-- Begin Recorded data --

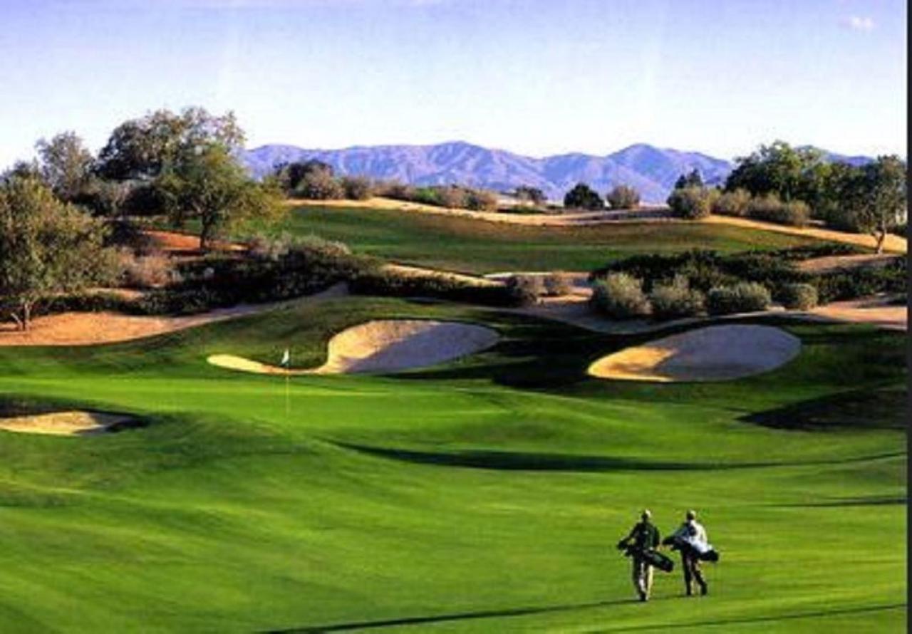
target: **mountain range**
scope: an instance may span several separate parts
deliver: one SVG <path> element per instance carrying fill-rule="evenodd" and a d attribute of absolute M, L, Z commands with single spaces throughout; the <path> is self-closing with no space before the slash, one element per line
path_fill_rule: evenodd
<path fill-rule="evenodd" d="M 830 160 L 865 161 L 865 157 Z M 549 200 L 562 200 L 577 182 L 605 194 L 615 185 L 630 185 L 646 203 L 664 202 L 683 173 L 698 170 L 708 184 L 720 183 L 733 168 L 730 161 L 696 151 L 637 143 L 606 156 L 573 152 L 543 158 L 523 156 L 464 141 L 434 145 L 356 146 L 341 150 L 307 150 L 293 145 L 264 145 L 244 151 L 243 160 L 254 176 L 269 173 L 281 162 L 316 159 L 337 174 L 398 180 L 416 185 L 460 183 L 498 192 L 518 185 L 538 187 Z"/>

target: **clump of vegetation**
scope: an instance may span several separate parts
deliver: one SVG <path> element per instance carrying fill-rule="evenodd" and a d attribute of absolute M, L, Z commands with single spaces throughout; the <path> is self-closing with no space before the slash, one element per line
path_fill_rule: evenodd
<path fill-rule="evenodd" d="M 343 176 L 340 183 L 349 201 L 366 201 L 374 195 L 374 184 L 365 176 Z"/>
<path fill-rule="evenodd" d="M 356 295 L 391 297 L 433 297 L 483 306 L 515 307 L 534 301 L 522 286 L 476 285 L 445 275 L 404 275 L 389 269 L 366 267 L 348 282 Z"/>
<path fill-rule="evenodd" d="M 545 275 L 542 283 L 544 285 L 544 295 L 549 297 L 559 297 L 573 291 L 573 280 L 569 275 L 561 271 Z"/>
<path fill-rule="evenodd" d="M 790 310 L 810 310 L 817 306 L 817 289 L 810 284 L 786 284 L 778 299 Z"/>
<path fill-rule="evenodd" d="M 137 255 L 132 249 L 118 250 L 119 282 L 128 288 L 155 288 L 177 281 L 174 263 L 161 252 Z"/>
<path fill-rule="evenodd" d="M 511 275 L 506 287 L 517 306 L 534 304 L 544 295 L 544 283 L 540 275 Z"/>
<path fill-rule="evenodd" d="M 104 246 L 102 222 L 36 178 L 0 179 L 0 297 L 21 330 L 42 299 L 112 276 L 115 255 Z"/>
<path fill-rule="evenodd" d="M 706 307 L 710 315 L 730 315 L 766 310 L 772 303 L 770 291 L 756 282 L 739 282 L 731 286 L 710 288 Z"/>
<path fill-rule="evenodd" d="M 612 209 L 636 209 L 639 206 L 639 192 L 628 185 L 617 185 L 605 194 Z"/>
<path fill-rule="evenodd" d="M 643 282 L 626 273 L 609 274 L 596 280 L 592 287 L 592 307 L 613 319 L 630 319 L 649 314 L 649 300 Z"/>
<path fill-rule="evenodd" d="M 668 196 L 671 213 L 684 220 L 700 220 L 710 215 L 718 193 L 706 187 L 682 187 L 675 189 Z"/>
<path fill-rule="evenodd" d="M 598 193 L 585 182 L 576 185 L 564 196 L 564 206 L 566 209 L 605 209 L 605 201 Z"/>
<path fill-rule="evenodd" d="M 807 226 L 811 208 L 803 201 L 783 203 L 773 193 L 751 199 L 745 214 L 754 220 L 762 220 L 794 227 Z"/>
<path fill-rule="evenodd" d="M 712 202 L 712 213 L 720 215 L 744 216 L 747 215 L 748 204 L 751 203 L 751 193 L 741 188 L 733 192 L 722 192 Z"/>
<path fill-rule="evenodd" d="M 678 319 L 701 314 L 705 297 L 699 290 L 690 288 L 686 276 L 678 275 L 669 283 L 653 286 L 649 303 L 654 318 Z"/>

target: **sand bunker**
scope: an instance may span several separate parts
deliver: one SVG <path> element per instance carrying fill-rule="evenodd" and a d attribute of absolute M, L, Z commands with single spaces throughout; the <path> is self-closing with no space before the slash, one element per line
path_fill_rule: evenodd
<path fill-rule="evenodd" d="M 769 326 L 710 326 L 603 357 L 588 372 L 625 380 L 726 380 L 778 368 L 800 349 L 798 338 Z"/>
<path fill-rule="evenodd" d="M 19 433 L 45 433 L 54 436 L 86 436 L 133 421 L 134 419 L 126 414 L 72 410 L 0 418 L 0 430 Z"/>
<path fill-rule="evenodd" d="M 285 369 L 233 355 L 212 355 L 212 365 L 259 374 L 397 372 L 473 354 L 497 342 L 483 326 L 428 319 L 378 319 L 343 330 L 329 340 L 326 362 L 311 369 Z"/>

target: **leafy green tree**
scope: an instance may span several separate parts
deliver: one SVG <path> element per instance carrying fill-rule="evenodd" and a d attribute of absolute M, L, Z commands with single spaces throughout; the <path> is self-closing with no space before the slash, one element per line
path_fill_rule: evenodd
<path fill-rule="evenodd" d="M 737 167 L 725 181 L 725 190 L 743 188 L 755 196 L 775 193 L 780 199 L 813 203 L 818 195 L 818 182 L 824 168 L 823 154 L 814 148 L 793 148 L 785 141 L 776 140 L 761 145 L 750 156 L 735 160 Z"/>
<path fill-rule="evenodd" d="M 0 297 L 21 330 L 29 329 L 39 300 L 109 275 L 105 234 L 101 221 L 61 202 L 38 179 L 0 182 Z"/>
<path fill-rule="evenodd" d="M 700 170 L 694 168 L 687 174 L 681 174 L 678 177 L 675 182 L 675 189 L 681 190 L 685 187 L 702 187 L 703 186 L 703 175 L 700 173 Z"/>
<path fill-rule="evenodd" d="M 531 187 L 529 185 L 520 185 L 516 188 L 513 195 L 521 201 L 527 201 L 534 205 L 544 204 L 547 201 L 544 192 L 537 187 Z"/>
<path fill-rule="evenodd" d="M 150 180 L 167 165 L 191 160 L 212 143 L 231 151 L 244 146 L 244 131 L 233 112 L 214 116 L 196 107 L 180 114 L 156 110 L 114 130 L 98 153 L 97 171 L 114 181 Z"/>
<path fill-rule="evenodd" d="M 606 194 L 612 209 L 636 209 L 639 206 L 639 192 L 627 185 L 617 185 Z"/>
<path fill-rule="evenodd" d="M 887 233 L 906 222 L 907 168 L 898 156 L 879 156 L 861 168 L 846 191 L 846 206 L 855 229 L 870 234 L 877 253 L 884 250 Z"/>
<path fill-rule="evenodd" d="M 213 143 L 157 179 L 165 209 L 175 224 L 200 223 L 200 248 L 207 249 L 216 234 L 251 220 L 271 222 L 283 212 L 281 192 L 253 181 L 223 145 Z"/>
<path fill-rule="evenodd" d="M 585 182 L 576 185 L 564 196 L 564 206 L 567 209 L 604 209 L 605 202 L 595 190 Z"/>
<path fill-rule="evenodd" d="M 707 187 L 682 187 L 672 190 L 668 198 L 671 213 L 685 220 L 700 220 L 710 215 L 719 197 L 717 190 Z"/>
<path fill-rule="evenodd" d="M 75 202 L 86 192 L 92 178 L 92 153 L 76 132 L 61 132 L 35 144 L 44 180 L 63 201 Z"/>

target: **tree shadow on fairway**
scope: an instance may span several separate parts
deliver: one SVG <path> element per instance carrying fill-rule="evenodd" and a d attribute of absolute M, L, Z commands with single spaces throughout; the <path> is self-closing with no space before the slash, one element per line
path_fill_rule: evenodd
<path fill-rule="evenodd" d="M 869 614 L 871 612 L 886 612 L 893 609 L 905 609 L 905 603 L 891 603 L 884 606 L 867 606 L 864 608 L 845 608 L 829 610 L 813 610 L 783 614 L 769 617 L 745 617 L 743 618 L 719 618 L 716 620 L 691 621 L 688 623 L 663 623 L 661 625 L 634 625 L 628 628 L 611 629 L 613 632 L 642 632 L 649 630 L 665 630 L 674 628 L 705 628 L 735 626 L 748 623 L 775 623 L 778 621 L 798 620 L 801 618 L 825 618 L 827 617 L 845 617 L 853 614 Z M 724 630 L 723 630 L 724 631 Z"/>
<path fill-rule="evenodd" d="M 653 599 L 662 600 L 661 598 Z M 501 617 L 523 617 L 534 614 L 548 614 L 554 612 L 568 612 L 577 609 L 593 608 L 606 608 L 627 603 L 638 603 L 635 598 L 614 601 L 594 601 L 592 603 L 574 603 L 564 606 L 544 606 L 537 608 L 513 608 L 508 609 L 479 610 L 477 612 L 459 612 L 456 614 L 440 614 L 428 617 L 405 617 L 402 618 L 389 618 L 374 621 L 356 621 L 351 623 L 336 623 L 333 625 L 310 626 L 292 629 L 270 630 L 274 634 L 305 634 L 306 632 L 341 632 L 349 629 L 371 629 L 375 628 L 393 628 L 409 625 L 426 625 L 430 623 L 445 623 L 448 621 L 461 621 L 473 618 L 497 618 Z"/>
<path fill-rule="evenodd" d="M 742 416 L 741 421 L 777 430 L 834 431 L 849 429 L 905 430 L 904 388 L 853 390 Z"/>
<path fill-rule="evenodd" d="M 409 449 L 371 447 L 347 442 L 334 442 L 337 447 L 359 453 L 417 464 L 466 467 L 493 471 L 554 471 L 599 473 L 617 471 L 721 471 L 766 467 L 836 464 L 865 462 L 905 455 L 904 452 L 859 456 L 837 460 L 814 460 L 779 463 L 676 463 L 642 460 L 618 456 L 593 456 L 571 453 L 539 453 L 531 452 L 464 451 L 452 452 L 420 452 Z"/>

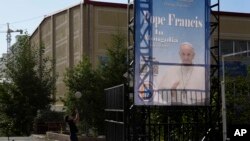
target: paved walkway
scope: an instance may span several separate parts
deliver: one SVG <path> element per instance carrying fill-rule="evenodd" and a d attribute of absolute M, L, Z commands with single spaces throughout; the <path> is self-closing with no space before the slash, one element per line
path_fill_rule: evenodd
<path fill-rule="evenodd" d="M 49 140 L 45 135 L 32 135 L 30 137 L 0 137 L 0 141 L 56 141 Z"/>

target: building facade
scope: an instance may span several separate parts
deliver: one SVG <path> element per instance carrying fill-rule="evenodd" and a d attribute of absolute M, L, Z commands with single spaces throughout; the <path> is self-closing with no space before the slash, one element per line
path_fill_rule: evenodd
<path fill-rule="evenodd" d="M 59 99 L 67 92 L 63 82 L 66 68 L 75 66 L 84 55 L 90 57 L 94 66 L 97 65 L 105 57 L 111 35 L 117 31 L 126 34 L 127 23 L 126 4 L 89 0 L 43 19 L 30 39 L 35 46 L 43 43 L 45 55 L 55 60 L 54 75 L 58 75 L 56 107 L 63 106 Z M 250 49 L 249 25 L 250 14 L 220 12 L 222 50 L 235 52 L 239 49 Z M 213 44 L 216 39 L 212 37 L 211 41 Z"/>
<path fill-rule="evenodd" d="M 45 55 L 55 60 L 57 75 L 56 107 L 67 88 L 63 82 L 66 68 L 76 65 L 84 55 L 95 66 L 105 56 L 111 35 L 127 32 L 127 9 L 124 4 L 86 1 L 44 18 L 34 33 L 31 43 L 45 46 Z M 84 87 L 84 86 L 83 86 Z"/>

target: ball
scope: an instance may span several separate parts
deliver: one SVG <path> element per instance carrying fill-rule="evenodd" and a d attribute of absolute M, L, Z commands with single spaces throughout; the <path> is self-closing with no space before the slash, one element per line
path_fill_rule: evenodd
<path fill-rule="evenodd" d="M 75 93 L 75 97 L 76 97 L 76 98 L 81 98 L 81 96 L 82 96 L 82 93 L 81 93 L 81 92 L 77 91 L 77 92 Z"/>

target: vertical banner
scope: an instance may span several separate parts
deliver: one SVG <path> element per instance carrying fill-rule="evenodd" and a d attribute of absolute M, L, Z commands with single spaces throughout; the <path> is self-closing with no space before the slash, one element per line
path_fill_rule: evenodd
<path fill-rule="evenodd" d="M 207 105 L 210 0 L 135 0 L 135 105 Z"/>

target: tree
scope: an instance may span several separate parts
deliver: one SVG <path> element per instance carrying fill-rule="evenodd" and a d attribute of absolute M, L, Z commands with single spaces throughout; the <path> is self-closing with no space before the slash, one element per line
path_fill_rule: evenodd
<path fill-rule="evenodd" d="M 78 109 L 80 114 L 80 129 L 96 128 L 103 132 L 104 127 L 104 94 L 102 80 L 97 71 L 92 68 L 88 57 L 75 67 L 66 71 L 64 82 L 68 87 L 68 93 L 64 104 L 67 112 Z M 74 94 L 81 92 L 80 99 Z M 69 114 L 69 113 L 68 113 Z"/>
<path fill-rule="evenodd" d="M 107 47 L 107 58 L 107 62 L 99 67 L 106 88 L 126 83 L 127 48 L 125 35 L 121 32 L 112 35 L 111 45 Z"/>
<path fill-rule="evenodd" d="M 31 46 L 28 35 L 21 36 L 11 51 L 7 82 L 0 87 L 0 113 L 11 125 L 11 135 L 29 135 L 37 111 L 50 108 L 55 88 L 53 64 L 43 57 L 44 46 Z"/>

-- End Recorded data --

**Instruction**.
Please output the lines beginning at the line that contains "target: vertical banner" and stopping after the line that contains "207 105 L 210" as a two-column CSV with the header input,output. Put one row per entry, with its text under input and its answer under output, each in a single quoted field with line breaks turned into spaces.

**Solution to this problem**.
input,output
"target: vertical banner scope: an instance may span several separate parts deliver: one SVG <path> element per instance carrying fill-rule=""evenodd"" and a d attribute of absolute M, L, Z commands with single spaces throughout; the <path> is self-closing with no space before the slash, one element per line path_fill_rule: evenodd","<path fill-rule=""evenodd"" d=""M 207 105 L 210 0 L 135 0 L 135 105 Z""/>"